Please convert all the rows below into a JSON list of strings, with one string per line and any blank lines left out.

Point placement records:
-- Start --

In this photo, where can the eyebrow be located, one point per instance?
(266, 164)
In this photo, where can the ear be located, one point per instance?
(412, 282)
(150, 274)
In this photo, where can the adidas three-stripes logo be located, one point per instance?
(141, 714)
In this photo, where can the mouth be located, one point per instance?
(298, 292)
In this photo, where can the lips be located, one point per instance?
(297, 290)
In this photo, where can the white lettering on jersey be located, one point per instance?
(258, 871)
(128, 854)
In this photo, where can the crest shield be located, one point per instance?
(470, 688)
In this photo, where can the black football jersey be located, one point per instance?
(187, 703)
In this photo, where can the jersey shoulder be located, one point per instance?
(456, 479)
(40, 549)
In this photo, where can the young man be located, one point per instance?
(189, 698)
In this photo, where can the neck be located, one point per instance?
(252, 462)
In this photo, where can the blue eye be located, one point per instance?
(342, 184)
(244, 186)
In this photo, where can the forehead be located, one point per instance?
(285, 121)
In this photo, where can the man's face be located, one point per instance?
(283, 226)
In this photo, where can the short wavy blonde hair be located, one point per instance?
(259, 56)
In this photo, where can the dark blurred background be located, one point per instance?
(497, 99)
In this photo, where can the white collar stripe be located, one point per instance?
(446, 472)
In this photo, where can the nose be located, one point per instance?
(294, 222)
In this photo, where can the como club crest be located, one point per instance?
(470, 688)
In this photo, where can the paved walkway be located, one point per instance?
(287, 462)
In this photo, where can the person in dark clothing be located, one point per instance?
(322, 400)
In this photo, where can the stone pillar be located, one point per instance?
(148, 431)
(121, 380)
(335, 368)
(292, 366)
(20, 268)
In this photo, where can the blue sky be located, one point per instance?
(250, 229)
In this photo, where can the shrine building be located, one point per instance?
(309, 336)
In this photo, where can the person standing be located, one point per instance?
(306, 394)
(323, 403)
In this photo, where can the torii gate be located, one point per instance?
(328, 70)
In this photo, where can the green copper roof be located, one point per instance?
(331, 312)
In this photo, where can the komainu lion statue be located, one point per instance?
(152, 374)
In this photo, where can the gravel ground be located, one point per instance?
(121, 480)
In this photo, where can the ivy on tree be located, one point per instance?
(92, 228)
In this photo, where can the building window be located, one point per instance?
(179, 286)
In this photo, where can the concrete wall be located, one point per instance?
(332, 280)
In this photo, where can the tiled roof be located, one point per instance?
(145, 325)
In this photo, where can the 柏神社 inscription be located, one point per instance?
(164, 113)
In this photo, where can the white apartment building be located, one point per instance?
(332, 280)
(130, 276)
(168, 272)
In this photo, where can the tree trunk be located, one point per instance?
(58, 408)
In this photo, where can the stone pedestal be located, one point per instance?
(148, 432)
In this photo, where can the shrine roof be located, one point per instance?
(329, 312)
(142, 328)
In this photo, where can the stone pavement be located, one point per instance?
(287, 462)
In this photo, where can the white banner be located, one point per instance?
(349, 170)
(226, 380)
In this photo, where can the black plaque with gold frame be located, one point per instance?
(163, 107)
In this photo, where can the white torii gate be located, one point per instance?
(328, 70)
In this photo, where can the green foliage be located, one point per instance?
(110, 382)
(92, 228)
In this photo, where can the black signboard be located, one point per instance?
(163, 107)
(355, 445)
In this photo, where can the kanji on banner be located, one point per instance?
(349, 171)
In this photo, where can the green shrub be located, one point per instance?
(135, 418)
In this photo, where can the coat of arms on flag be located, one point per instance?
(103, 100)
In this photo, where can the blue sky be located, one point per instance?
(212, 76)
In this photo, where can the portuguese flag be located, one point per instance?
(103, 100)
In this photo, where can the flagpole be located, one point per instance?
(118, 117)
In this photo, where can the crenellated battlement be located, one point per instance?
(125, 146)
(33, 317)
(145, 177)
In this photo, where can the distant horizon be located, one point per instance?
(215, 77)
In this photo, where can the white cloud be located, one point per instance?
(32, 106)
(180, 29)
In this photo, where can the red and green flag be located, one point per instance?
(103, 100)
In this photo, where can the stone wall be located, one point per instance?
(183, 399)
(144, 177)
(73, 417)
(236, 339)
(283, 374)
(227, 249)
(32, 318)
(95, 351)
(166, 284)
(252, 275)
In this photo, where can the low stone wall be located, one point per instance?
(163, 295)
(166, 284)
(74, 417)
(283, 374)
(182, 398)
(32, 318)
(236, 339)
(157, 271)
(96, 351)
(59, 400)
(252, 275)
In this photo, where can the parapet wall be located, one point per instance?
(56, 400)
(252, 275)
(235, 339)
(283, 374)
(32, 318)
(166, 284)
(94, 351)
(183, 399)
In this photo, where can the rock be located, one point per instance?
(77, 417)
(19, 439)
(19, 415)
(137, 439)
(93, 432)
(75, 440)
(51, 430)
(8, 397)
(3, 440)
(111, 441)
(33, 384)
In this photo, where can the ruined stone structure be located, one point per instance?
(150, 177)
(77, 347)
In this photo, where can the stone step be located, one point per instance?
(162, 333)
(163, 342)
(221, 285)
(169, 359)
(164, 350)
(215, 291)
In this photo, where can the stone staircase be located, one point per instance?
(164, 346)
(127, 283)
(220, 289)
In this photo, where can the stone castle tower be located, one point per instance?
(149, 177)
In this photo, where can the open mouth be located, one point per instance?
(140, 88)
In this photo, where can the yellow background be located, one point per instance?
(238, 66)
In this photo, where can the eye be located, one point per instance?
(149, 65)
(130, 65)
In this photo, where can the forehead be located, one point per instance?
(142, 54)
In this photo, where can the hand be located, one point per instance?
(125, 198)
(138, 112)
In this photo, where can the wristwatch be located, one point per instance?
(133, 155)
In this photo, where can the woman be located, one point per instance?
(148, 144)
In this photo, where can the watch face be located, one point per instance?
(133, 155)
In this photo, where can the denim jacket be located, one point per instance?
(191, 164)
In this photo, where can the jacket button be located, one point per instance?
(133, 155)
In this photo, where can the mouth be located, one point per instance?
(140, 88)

-- End --

• Finished exercise:
[
  "In this photo, where can the eyebrow be located, one point per instance?",
  "(266, 164)",
  "In this photo, where can the ear be located, one point per instance?",
  "(412, 282)",
  "(150, 274)",
  "In this photo, where can the adidas three-stripes logo be located, one point per instance?",
  "(141, 714)",
  "In this photo, where can the mouth be located, one point per instance?",
  "(298, 292)",
  "In this photo, where can the lips be located, one point per instance?",
  "(297, 290)",
  "In this photo, where can the white lettering on jersey be located, one point per instance?",
  "(258, 871)",
  "(128, 854)",
  "In this photo, where can the crest shield be located, one point per instance?",
  "(470, 688)",
  "In this photo, where can the black football jersey be located, one point per instance?",
  "(187, 703)",
  "In this photo, where can the jersey shoulder be located, one point per instance?",
  "(456, 479)",
  "(40, 549)",
  "In this photo, where can the young man be located, one point per instance?",
  "(189, 698)",
  "In this photo, where can the neck be located, one point per instance?",
  "(252, 462)",
  "In this photo, where can the blue eye be located, one point per instance?",
  "(342, 184)",
  "(244, 186)",
  "In this photo, where can the forehead be located, one point per instance?",
  "(285, 121)",
  "In this photo, where can the man's face be located, one point per instance?",
  "(283, 226)",
  "In this photo, where can the short wavy blonde hair be located, one point per instance?",
  "(259, 56)",
  "In this photo, where can the dark blurred background be located, one point per instance?",
  "(497, 99)",
  "In this photo, where can the white collar stripe be located, one point per instance?",
  "(446, 472)",
  "In this photo, where can the nose be located, one point per instance?",
  "(294, 222)",
  "In this photo, where can the como club crest be located, one point per instance?",
  "(470, 688)",
  "In this photo, where can the paved walkway be located, one point per instance?",
  "(287, 462)",
  "In this photo, where can the person in dark clothing be located, one point per instance?",
  "(322, 400)",
  "In this photo, where can the stone pillar be located, one point per instance?",
  "(148, 431)",
  "(121, 380)",
  "(335, 368)",
  "(292, 366)",
  "(20, 268)",
  "In this photo, where can the blue sky be located, one point per instance?",
  "(250, 229)",
  "In this photo, where can the shrine building be located, one point per instance?",
  "(309, 336)",
  "In this photo, where can the person standing be located, one point per instance?",
  "(306, 394)",
  "(323, 403)",
  "In this photo, where can the torii gate be located, one point per instance?",
  "(328, 70)",
  "In this photo, where can the green copper roof be located, one point per instance?",
  "(331, 312)",
  "In this photo, where can the komainu lion statue be located, one point per instance?",
  "(152, 374)",
  "In this photo, where can the gravel ground be located, one point per instance?",
  "(121, 480)",
  "In this photo, where can the ivy on tree be located, one point per instance?",
  "(92, 228)",
  "In this photo, where can the building window be located, one point per instance?",
  "(179, 286)",
  "In this photo, where can the concrete wall be located, one point per instance?",
  "(332, 280)",
  "In this photo, where can the tiled roof be located, one point per instance?",
  "(145, 325)",
  "In this photo, where can the 柏神社 inscription be located, one point per instance?",
  "(164, 113)",
  "In this photo, where can the white apartment building be located, one point per instance?",
  "(332, 280)",
  "(130, 276)",
  "(168, 272)",
  "In this photo, where can the tree trunk be located, one point per instance?",
  "(58, 408)",
  "In this photo, where can the stone pedestal be located, one point per instance?",
  "(148, 432)",
  "In this photo, where can the shrine roof be located, one point per instance?",
  "(329, 312)",
  "(142, 328)",
  "In this photo, where can the stone pavement be located, one point per instance?",
  "(287, 462)",
  "In this photo, where can the white banner be located, one point per instance?",
  "(349, 170)",
  "(226, 380)",
  "In this photo, where can the black plaque with gold frame be located, one point per instance?",
  "(163, 107)",
  "In this photo, where can the white torii gate be located, one point per instance?",
  "(328, 70)",
  "In this photo, where can the green foliage be located, one point per instance?",
  "(110, 382)",
  "(92, 228)",
  "In this photo, where can the black signboard be located, one point per instance?",
  "(163, 107)",
  "(355, 445)",
  "In this photo, where can the kanji on banner be located, one point per instance?",
  "(349, 171)",
  "In this photo, where can the green shrub be located, one point per instance?",
  "(135, 418)",
  "In this photo, where can the coat of arms on flag be located, one point per instance?",
  "(103, 100)",
  "In this photo, where can the blue sky be located, one point per instance?",
  "(212, 76)",
  "In this photo, where can the portuguese flag be located, one point per instance?",
  "(103, 100)",
  "In this photo, where can the flagpole be located, one point per instance?",
  "(118, 117)",
  "In this photo, where can the crenellated battlement be located, one point per instance?",
  "(125, 146)",
  "(33, 317)",
  "(145, 177)",
  "In this photo, where can the distant horizon be located, one point per instance?",
  "(215, 77)",
  "In this photo, where can the white cloud be located, one point per instance?",
  "(32, 106)",
  "(180, 29)",
  "In this photo, where can the red and green flag be located, one point per instance?",
  "(103, 100)",
  "In this photo, where can the stone wall be located, one point per instance?",
  "(183, 399)",
  "(144, 177)",
  "(73, 417)",
  "(236, 339)",
  "(283, 374)",
  "(227, 249)",
  "(32, 318)",
  "(95, 351)",
  "(166, 284)",
  "(252, 275)",
  "In this photo, where can the low stone wall be located, one point per instance?",
  "(163, 295)",
  "(166, 284)",
  "(74, 417)",
  "(283, 374)",
  "(182, 398)",
  "(32, 318)",
  "(236, 339)",
  "(157, 271)",
  "(96, 351)",
  "(59, 400)",
  "(252, 275)",
  "In this photo, where can the parapet wall be located, one point per instance?",
  "(56, 400)",
  "(252, 275)",
  "(235, 339)",
  "(283, 374)",
  "(32, 318)",
  "(166, 284)",
  "(94, 351)",
  "(183, 399)",
  "In this photo, where can the rock be located, one point per instance?",
  "(77, 417)",
  "(19, 439)",
  "(19, 415)",
  "(137, 439)",
  "(93, 432)",
  "(75, 440)",
  "(51, 430)",
  "(8, 397)",
  "(3, 440)",
  "(111, 441)",
  "(33, 384)",
  "In this photo, where can the ruined stone structure be located, one point per instance?",
  "(150, 177)",
  "(77, 347)",
  "In this photo, where can the stone step be located, one point per instance?",
  "(162, 333)",
  "(163, 342)",
  "(221, 285)",
  "(169, 359)",
  "(164, 350)",
  "(215, 291)",
  "In this photo, where can the stone staircase be located, one point per instance?",
  "(164, 346)",
  "(127, 283)",
  "(220, 289)",
  "In this photo, where can the stone castle tower be located, one point per instance?",
  "(149, 177)",
  "In this photo, where can the open mouth be located, one point per instance?",
  "(140, 88)",
  "In this photo, where can the yellow background be located, one point per instance?",
  "(238, 66)",
  "In this photo, where can the eye be located, one point per instance?",
  "(149, 65)",
  "(130, 65)",
  "In this photo, where can the forehead be located, one point per instance?",
  "(142, 54)",
  "In this photo, where can the hand be located, one point per instance?",
  "(125, 198)",
  "(138, 112)",
  "In this photo, where can the wristwatch be located, one point per instance?",
  "(133, 155)",
  "In this photo, where can the woman be located, one point per instance?",
  "(148, 144)",
  "In this photo, where can the watch face be located, one point per instance?",
  "(133, 155)",
  "In this photo, where can the denim jacket be located, one point per instance?",
  "(191, 164)",
  "In this photo, where can the jacket button be located, one point per instance?",
  "(133, 155)",
  "In this photo, where can the mouth be located, one point per instance?",
  "(140, 88)"
]